---------- RECORDS PROVIDED

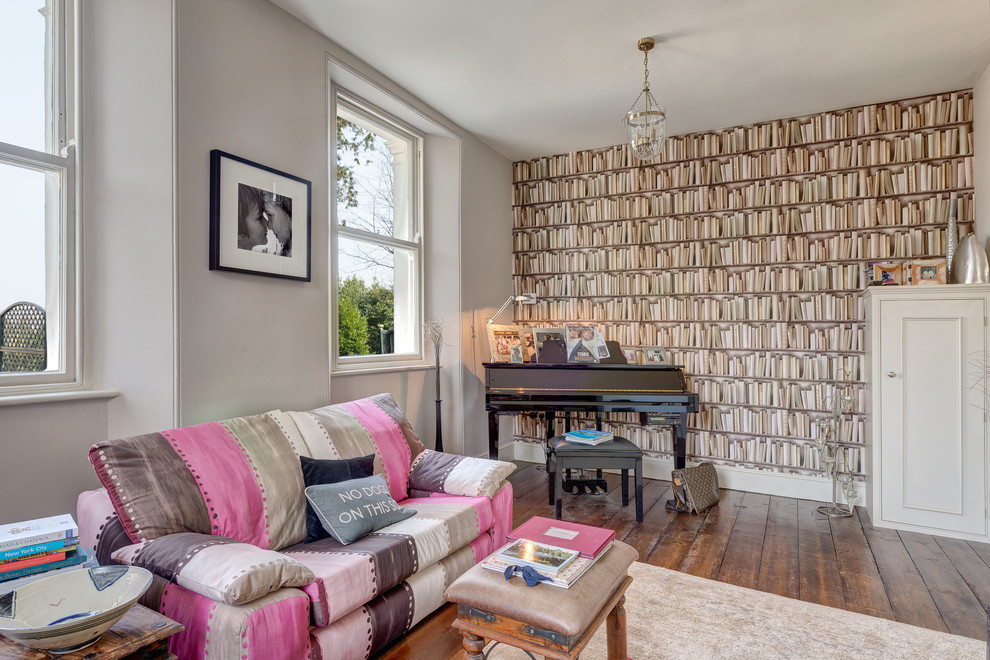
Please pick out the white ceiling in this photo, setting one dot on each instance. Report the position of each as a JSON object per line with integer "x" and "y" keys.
{"x": 540, "y": 77}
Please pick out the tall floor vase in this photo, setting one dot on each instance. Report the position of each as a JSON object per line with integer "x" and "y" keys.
{"x": 439, "y": 444}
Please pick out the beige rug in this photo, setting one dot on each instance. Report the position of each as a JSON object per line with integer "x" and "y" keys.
{"x": 674, "y": 615}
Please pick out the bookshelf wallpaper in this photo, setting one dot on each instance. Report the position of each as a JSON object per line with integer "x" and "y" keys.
{"x": 743, "y": 253}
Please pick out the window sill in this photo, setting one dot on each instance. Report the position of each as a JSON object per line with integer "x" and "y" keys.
{"x": 366, "y": 369}
{"x": 27, "y": 397}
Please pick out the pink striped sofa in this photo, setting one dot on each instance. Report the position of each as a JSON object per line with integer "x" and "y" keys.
{"x": 217, "y": 512}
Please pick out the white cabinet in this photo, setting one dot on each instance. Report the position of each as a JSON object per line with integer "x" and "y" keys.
{"x": 927, "y": 422}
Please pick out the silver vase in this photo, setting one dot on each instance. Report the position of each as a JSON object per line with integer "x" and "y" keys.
{"x": 951, "y": 238}
{"x": 970, "y": 265}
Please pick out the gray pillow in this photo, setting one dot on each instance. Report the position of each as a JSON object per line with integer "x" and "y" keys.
{"x": 351, "y": 509}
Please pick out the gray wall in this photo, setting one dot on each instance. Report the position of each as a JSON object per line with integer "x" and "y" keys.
{"x": 164, "y": 84}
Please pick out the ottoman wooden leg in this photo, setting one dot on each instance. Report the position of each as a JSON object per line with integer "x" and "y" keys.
{"x": 474, "y": 645}
{"x": 615, "y": 631}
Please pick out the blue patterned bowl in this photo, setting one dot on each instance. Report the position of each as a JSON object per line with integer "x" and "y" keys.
{"x": 69, "y": 611}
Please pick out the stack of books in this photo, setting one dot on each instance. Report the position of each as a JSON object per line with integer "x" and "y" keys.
{"x": 589, "y": 436}
{"x": 557, "y": 549}
{"x": 36, "y": 546}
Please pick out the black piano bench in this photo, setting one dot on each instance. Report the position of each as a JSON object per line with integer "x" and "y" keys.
{"x": 619, "y": 454}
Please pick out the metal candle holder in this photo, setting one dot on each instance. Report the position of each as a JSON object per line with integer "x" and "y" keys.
{"x": 840, "y": 403}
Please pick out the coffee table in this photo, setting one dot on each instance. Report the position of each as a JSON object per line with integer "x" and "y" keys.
{"x": 141, "y": 634}
{"x": 618, "y": 453}
{"x": 544, "y": 619}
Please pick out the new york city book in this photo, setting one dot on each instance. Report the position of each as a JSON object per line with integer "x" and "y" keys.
{"x": 33, "y": 532}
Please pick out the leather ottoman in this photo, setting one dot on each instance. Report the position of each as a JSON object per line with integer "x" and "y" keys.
{"x": 545, "y": 619}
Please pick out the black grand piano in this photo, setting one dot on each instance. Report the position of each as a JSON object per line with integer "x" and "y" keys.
{"x": 658, "y": 393}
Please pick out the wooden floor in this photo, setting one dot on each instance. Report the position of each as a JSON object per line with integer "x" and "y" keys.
{"x": 775, "y": 544}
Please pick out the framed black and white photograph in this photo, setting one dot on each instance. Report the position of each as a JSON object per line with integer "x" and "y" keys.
{"x": 656, "y": 356}
{"x": 259, "y": 219}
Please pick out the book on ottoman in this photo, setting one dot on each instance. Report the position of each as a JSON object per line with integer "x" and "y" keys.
{"x": 588, "y": 541}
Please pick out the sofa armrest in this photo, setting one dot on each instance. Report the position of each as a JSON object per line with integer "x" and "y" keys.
{"x": 100, "y": 530}
{"x": 437, "y": 472}
{"x": 217, "y": 567}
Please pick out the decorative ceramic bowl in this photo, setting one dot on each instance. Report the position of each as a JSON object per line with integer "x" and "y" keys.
{"x": 69, "y": 611}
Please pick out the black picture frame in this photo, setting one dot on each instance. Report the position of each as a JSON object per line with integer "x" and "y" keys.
{"x": 260, "y": 219}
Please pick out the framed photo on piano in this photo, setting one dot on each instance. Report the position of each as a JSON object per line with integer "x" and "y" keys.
{"x": 506, "y": 343}
{"x": 553, "y": 340}
{"x": 656, "y": 356}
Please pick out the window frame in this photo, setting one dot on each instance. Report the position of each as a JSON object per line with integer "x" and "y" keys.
{"x": 392, "y": 361}
{"x": 60, "y": 159}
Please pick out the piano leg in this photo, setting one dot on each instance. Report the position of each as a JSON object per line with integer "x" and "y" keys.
{"x": 680, "y": 442}
{"x": 547, "y": 451}
{"x": 493, "y": 435}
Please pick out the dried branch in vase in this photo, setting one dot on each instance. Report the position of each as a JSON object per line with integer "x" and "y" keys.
{"x": 434, "y": 330}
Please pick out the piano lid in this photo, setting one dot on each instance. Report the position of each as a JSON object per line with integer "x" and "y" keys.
{"x": 578, "y": 379}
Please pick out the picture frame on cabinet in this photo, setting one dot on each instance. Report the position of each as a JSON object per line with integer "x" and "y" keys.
{"x": 260, "y": 219}
{"x": 656, "y": 356}
{"x": 928, "y": 271}
{"x": 886, "y": 273}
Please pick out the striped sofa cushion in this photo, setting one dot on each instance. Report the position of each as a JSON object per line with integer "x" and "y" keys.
{"x": 374, "y": 425}
{"x": 354, "y": 574}
{"x": 239, "y": 478}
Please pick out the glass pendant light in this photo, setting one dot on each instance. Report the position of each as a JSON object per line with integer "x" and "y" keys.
{"x": 646, "y": 118}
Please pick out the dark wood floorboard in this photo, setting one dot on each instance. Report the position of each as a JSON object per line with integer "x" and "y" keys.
{"x": 819, "y": 569}
{"x": 775, "y": 544}
{"x": 744, "y": 552}
{"x": 862, "y": 585}
{"x": 909, "y": 597}
{"x": 780, "y": 572}
{"x": 956, "y": 602}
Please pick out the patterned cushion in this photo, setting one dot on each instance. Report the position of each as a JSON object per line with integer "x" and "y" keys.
{"x": 355, "y": 508}
{"x": 457, "y": 475}
{"x": 318, "y": 471}
{"x": 216, "y": 567}
{"x": 375, "y": 425}
{"x": 239, "y": 478}
{"x": 372, "y": 565}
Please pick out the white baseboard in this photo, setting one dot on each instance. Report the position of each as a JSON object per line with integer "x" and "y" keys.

--------------------

## EXERCISE OBJECTIVE
Return the full material word for word. Do not include the pictures.

## CORRECT ANSWER
Please pick out the white ceiling in this photo, setting one dot on each instance. Report the position of each as a JSON object per line with integer "x" and "y" keys.
{"x": 540, "y": 77}
Please pick out the tall floor vase in this photo, setting one dot on each instance. Report the position of each as a JSON object per line with integer "x" and "y" keys.
{"x": 439, "y": 444}
Please pick out the beige rug in this photo, setting one dot on each instance. Report the position of each as a JSON object per line with integer "x" and "y" keys.
{"x": 674, "y": 615}
Please pick out the bookshelf wallpaper in this photo, setting one dot on each instance. Report the position of each as a JSON object per line with integer "x" and "y" keys.
{"x": 743, "y": 253}
Please pick out the window sill in this photo, setting one dot on each instance. Report the position of each as a JSON object per line with integer "x" and "y" keys.
{"x": 366, "y": 369}
{"x": 27, "y": 397}
Please pick out the pink striped sofa in this photo, setting one dot on each instance. Report the position of each as a JSON object per line with integer "x" and "y" keys.
{"x": 217, "y": 512}
Please pick out the white cabinet in this photo, setting one dot on each instance. Report the position of each as a JSON object per line with integer "x" and "y" keys.
{"x": 927, "y": 422}
Please pick out the silver vase in this photo, setting one dot on each instance. Report the position of each as a JSON object per line with integer "x" and "y" keys.
{"x": 951, "y": 238}
{"x": 970, "y": 265}
Please pick out the gray pillow in this photo, setting one dot on each instance. Report the position of each as a JSON object per line with integer "x" and "y" keys.
{"x": 351, "y": 509}
Please pick out the gray wall in this photo, setting one dot on each instance. Report the position of each as a JSON object per line with integer "x" and "y" keys.
{"x": 164, "y": 84}
Please pick out the ottoman wooden leg in this photo, setting one dot on each instance. Report the position of each as a JSON object per line with integer "x" and "y" keys.
{"x": 474, "y": 645}
{"x": 615, "y": 631}
Please pick out the blue patterned bowl in this photo, setting one dot on each instance. Report the position of each as a JSON object per line with integer "x" and "y" keys.
{"x": 69, "y": 611}
Please pick out the stack of books in this photo, setting one dot on each instance. Report the position of each as a JSON object per line with integer "x" and "y" keys.
{"x": 589, "y": 436}
{"x": 557, "y": 549}
{"x": 36, "y": 546}
Please pick out the black piano bench in this photo, setting one dot on each instance. Report the position of each as a JSON object per line with integer "x" and "y" keys.
{"x": 619, "y": 454}
Please pick out the metal candle holder in this photo, setting one dot on each instance. Report the position of each as a JSON object per line with integer "x" and "y" keys.
{"x": 840, "y": 403}
Please pick out the coffee table in this photo, setting one dot on each instance. Report the position of each as a JSON object per line with integer "x" and "y" keys.
{"x": 141, "y": 634}
{"x": 618, "y": 453}
{"x": 544, "y": 619}
Please pick out the new york city book in this photo, setting one dot on each instance. Report the position of each as a JSON object per line with integer "x" and "y" keys.
{"x": 33, "y": 532}
Please pick out the leather ottoman in this photo, setting one dot on each instance. Report the position of each as a JSON object per line with integer "x" and "y" keys.
{"x": 545, "y": 619}
Please pick out the black grand piano in this photo, setting one dot on each instance. Report the position of each as a JSON object per line with integer "x" and "y" keys.
{"x": 658, "y": 393}
Please pick out the wooden floor in this photo, setting one dot on each instance. Report the position of each as a JSON object per line with integer "x" and "y" keys.
{"x": 775, "y": 544}
Please pick out the framed black and white photograph in this photo, setting one dot on each instance. Report the position of each as a JSON object per line with integer "x" and "y" keys.
{"x": 656, "y": 356}
{"x": 259, "y": 219}
Please pick out the book on ottoman in this photo, setting one dot on each instance. Report the position of each as a JSON object per line with integer "x" and "y" keys.
{"x": 588, "y": 541}
Please pick out the sofa armrest in this photo, setting one dot on each instance. Report the position of each as a JSON object per line with integer "x" and "y" keys.
{"x": 100, "y": 530}
{"x": 437, "y": 472}
{"x": 217, "y": 567}
Please pick out the decorative ceramic bowl in this photo, setting one dot on each instance. Report the position of each as a JSON object per line with integer "x" and "y" keys.
{"x": 69, "y": 611}
Please pick out the black picture frame in this photo, setting one dot on each instance. Report the position of each as a JSON object per line with integer "x" and "y" keys.
{"x": 260, "y": 219}
Please pick out the framed photo on piano in this photo, setting one dot on each instance. Report the position of each as a JSON object per line with integer "x" and "y" keys.
{"x": 506, "y": 343}
{"x": 553, "y": 340}
{"x": 656, "y": 356}
Please pick out the window frame in this photo, setting one dot on each instance. Report the position of each as a JSON object per line with integer "x" and "y" keys.
{"x": 392, "y": 361}
{"x": 60, "y": 159}
Please pick out the piano leg in this photo, setting one dot on each instance. Report the position of each as a JSON object per line with integer "x" and "y" keys.
{"x": 680, "y": 442}
{"x": 547, "y": 451}
{"x": 493, "y": 435}
Please pick out the dried branch in vase in this photo, setting one dot on each instance. Report the position of each as a JSON object per line with integer "x" and "y" keys.
{"x": 434, "y": 330}
Please pick out the piano lid in this photo, setting one dot on each instance. Report the position of each as a JSON object per line with integer "x" and "y" keys.
{"x": 578, "y": 379}
Please pick out the picture frame on cabinet in this photo, setting one dot on each instance. Report the position of each as a JSON object per line with integer "x" and "y" keys.
{"x": 260, "y": 219}
{"x": 656, "y": 356}
{"x": 928, "y": 271}
{"x": 886, "y": 273}
Please pick out the striped sofa cushion in this photo, setting one dot on each instance. Report the position of each as a JSON object per line with integer "x" and "y" keys.
{"x": 374, "y": 425}
{"x": 354, "y": 574}
{"x": 239, "y": 478}
Please pick out the glass pendant light in this photo, setting one dot on each instance. Report the position of each as a JSON object per line with integer "x" and "y" keys.
{"x": 646, "y": 118}
Please pick out the dark wood floorboard in this photo, setting one dot on each instance. Report the position of each as a JSON object per line with integer "x" and "y" keys.
{"x": 819, "y": 569}
{"x": 775, "y": 544}
{"x": 744, "y": 552}
{"x": 862, "y": 585}
{"x": 909, "y": 597}
{"x": 780, "y": 572}
{"x": 956, "y": 602}
Please pick out the patterned cushion in this photo, setting one dot on each instance. Report the position of each as a JSON object per line with integer "x" and "y" keys.
{"x": 355, "y": 508}
{"x": 457, "y": 475}
{"x": 318, "y": 471}
{"x": 216, "y": 567}
{"x": 375, "y": 425}
{"x": 239, "y": 478}
{"x": 372, "y": 565}
Please pick out the white baseboard in this photo, setting one dot on each instance. Report the position of each as a JSON object per line with integer "x" and "y" keys.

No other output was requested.